Data entries:

# # # # # # #

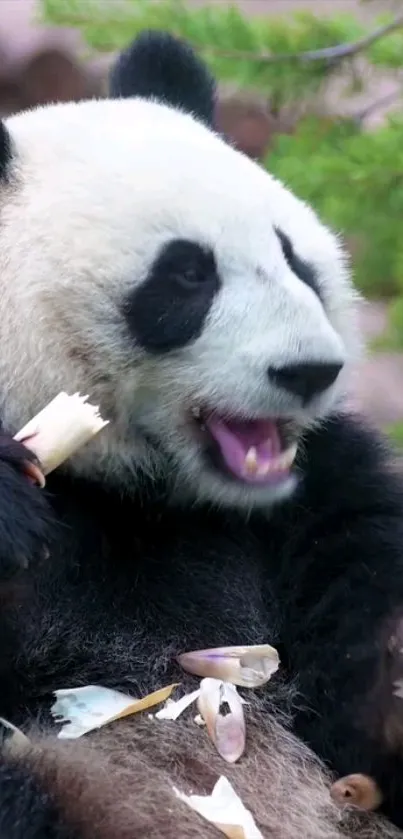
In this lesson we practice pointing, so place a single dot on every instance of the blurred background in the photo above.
(311, 89)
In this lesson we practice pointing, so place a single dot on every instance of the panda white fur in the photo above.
(230, 500)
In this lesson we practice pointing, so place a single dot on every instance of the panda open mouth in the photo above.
(254, 451)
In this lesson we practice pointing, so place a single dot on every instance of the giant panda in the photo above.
(211, 315)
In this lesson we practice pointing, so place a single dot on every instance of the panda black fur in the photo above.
(147, 263)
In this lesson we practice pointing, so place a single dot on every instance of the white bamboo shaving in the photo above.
(66, 424)
(225, 810)
(87, 708)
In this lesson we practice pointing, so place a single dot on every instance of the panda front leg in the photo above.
(25, 516)
(346, 647)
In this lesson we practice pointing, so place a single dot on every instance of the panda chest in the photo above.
(196, 581)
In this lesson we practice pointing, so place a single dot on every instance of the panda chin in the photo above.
(255, 452)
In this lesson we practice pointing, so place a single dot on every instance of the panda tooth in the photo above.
(264, 469)
(288, 456)
(251, 461)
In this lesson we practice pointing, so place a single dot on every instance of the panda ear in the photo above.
(160, 67)
(5, 151)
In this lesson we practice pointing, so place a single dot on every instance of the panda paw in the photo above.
(24, 511)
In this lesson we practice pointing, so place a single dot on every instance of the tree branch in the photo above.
(327, 54)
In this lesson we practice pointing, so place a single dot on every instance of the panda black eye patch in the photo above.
(305, 272)
(168, 309)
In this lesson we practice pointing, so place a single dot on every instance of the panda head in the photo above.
(147, 263)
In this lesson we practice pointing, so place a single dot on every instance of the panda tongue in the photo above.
(236, 438)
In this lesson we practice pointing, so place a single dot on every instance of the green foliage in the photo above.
(353, 178)
(395, 432)
(355, 181)
(258, 52)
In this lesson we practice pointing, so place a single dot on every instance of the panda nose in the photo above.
(306, 379)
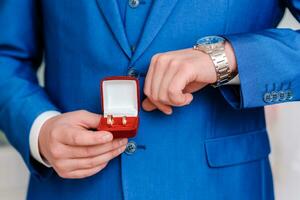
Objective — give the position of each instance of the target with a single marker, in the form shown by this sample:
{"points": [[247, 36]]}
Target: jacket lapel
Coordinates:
{"points": [[160, 11], [112, 15]]}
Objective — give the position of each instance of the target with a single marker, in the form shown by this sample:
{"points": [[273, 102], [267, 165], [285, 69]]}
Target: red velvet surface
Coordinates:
{"points": [[118, 129]]}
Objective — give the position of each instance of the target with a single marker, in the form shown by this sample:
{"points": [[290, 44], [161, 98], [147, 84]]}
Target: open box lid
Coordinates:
{"points": [[120, 96]]}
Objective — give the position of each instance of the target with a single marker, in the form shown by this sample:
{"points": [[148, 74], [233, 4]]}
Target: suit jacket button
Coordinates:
{"points": [[289, 95], [134, 3], [282, 95], [275, 96], [133, 73], [268, 97], [131, 148]]}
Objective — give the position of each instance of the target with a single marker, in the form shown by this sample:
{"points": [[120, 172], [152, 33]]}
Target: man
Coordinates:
{"points": [[200, 142]]}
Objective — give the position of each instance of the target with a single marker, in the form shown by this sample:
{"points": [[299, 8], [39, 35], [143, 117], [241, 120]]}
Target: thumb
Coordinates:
{"points": [[148, 105], [87, 119]]}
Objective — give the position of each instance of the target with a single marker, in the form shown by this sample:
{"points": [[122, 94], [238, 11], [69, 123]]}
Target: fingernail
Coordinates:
{"points": [[123, 141], [107, 137], [121, 149], [169, 112]]}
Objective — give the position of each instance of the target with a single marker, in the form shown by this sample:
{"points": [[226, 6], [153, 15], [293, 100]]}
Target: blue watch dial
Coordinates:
{"points": [[209, 40]]}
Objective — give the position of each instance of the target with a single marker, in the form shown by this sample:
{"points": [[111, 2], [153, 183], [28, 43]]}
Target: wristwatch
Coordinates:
{"points": [[214, 46]]}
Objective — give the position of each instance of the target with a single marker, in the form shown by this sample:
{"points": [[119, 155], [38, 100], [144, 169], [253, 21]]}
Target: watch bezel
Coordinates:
{"points": [[209, 44]]}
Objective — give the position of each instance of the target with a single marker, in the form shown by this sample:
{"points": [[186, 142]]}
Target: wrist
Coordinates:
{"points": [[231, 58], [35, 135]]}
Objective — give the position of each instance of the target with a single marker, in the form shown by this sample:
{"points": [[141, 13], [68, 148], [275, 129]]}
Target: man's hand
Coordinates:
{"points": [[173, 77], [68, 143]]}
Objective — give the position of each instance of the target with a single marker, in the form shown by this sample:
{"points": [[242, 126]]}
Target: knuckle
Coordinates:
{"points": [[155, 57], [56, 151], [81, 112], [174, 63], [147, 92], [76, 139], [171, 91], [154, 98], [162, 98], [162, 59], [87, 151], [115, 144], [91, 163]]}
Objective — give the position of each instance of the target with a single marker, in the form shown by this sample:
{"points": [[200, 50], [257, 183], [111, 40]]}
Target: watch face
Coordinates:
{"points": [[210, 43], [210, 40]]}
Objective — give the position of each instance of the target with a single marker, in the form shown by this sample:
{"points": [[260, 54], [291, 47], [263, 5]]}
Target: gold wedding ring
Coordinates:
{"points": [[124, 120], [110, 120]]}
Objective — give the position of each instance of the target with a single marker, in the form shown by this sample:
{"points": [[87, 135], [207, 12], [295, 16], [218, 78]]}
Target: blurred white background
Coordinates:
{"points": [[284, 133]]}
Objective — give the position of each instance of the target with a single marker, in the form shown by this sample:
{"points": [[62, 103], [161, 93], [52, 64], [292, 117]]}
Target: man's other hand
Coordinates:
{"points": [[73, 149]]}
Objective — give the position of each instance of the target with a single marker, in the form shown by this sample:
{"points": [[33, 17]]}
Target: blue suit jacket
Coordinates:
{"points": [[215, 148]]}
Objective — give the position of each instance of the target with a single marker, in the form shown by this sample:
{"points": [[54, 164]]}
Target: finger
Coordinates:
{"points": [[148, 105], [89, 163], [163, 89], [77, 174], [87, 119], [162, 107], [78, 137], [193, 87], [148, 79], [159, 70], [92, 151], [175, 91]]}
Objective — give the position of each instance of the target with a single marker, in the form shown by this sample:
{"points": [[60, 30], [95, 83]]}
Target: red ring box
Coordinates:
{"points": [[120, 97]]}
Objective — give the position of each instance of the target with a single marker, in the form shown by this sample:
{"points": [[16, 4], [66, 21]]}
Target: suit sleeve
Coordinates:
{"points": [[21, 97], [268, 64]]}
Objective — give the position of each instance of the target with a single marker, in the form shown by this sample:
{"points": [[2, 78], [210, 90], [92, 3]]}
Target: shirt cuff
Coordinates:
{"points": [[34, 135]]}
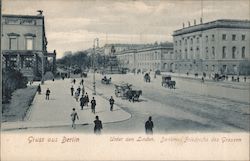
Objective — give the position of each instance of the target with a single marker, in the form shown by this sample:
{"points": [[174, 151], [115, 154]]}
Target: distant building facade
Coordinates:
{"points": [[220, 46], [24, 45], [148, 57], [110, 49]]}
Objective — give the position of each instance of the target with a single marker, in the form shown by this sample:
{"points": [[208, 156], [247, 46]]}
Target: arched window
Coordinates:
{"points": [[224, 52], [213, 53], [206, 52], [243, 52], [233, 52]]}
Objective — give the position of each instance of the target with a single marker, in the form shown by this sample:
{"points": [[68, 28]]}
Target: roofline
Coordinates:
{"points": [[213, 24], [145, 49], [23, 16]]}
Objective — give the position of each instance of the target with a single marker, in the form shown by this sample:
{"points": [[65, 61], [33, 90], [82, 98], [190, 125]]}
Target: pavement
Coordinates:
{"points": [[56, 111]]}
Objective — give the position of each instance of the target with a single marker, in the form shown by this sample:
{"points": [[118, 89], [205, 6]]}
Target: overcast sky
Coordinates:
{"points": [[72, 25]]}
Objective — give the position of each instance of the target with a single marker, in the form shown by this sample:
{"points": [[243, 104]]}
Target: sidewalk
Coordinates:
{"points": [[57, 110]]}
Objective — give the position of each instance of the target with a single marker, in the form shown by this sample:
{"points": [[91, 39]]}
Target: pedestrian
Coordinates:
{"points": [[98, 125], [93, 104], [83, 89], [87, 99], [149, 125], [74, 116], [82, 101], [47, 94], [202, 79], [72, 90], [111, 101], [81, 83], [238, 79], [79, 90], [76, 96], [39, 90]]}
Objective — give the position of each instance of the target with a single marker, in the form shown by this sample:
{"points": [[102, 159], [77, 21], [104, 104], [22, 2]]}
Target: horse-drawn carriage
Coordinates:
{"points": [[147, 77], [105, 80], [167, 82], [218, 77], [83, 74], [125, 91]]}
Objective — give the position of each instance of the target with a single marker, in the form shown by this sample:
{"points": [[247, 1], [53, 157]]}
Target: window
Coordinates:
{"points": [[29, 43], [243, 52], [233, 52], [212, 38], [206, 52], [13, 43], [13, 62], [224, 52], [185, 53], [233, 37], [28, 62], [224, 37], [206, 38], [213, 66], [213, 53], [243, 37]]}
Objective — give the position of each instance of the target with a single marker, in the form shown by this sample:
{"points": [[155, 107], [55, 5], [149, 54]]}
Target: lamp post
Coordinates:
{"points": [[93, 66]]}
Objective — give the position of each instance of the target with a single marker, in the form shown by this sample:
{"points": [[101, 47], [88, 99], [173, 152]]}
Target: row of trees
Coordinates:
{"points": [[84, 60]]}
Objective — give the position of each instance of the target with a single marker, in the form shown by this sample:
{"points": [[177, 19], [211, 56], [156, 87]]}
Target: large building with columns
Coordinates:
{"points": [[24, 45], [148, 57], [220, 46]]}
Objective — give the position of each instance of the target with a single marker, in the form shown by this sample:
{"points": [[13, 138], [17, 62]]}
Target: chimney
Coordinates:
{"points": [[97, 43]]}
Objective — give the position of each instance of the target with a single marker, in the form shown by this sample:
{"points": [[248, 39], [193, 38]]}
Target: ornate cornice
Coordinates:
{"points": [[233, 24], [30, 34], [13, 34]]}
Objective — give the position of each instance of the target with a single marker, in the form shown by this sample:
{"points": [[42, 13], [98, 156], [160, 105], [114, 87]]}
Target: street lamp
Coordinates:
{"points": [[93, 66]]}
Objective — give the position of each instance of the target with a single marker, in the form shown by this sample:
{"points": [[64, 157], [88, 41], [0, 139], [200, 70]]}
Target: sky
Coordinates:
{"points": [[72, 25]]}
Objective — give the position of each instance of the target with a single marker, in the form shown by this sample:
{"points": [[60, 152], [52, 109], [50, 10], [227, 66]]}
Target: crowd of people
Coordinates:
{"points": [[84, 101]]}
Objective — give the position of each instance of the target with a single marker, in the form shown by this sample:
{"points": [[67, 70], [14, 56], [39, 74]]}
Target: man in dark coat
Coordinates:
{"points": [[39, 90], [98, 125], [87, 99], [82, 101], [72, 90], [111, 101], [81, 83], [93, 104], [79, 90], [47, 94], [149, 125]]}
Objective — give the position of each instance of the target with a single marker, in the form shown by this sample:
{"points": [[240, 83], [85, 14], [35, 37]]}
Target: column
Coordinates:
{"points": [[54, 65], [35, 66], [18, 62], [42, 79]]}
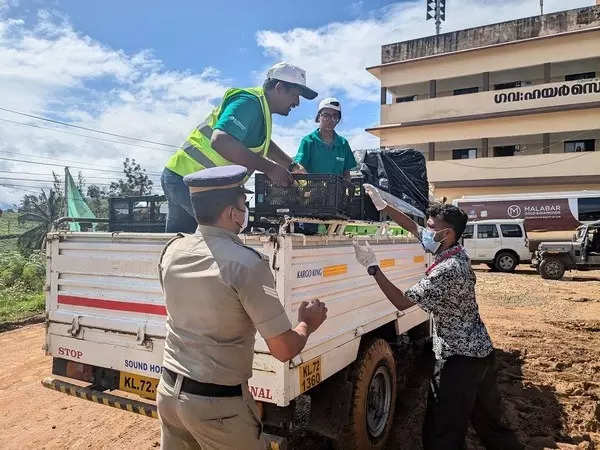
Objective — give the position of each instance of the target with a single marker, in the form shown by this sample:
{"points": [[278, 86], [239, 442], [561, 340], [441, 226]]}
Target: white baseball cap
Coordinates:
{"points": [[291, 74], [331, 103]]}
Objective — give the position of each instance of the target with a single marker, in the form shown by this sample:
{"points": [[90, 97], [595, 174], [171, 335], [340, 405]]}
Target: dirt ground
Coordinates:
{"points": [[547, 334]]}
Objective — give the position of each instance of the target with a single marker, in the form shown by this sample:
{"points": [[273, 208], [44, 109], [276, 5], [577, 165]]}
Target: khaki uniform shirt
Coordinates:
{"points": [[218, 293]]}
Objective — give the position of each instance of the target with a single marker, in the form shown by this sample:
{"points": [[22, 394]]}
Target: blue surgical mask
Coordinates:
{"points": [[428, 241]]}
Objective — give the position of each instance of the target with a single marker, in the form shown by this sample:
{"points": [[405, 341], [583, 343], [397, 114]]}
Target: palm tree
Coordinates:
{"points": [[43, 209]]}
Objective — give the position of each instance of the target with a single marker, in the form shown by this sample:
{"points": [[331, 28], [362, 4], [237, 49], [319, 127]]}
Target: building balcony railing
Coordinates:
{"points": [[534, 99]]}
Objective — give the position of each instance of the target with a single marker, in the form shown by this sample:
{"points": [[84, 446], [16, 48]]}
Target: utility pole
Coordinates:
{"points": [[66, 193], [436, 9]]}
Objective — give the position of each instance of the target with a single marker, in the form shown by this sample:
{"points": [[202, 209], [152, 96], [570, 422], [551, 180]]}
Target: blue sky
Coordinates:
{"points": [[153, 70]]}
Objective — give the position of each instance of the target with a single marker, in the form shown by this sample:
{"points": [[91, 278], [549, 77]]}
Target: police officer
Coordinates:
{"points": [[218, 293]]}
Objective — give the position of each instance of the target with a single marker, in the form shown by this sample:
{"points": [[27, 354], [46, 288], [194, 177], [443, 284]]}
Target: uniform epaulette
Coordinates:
{"points": [[256, 252]]}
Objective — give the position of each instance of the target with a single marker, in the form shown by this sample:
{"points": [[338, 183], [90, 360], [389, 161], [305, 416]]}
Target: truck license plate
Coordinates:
{"points": [[143, 386], [310, 374]]}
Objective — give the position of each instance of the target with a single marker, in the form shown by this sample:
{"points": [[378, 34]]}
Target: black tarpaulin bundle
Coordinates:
{"points": [[401, 172]]}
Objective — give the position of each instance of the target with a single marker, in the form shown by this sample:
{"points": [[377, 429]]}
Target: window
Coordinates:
{"points": [[487, 231], [472, 90], [409, 98], [512, 84], [468, 233], [587, 145], [464, 153], [580, 76], [589, 209], [505, 150], [141, 211], [511, 230]]}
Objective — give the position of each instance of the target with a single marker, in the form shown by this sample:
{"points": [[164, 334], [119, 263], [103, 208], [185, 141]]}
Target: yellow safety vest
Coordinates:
{"points": [[197, 154]]}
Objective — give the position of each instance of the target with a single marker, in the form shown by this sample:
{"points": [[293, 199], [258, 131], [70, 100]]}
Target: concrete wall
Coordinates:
{"points": [[490, 102], [569, 47], [454, 193], [488, 35], [549, 122]]}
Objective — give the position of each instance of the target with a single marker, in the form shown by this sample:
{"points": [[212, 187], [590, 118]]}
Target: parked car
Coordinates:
{"points": [[583, 253], [502, 244]]}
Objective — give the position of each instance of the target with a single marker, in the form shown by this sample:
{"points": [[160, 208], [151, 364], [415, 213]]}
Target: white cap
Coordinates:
{"points": [[331, 103], [292, 74]]}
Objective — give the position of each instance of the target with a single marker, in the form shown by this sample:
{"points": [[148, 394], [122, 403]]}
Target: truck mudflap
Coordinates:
{"points": [[131, 405], [86, 393]]}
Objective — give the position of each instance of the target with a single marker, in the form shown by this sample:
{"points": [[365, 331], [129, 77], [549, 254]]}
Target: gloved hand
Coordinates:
{"points": [[379, 202], [365, 255]]}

# # # # # # #

From the records above, print only the lines between the one holding "Target: thumb" and the one holding "Target: fingernail", inclusive, exactly as they stand.

Target: thumb
Coordinates:
{"points": [[148, 105], [87, 119]]}
Objective — give the position of each instance of the target with a single marker, in the form shown by this sample:
{"points": [[122, 94], [238, 11], [69, 123]]}
Target: fingernail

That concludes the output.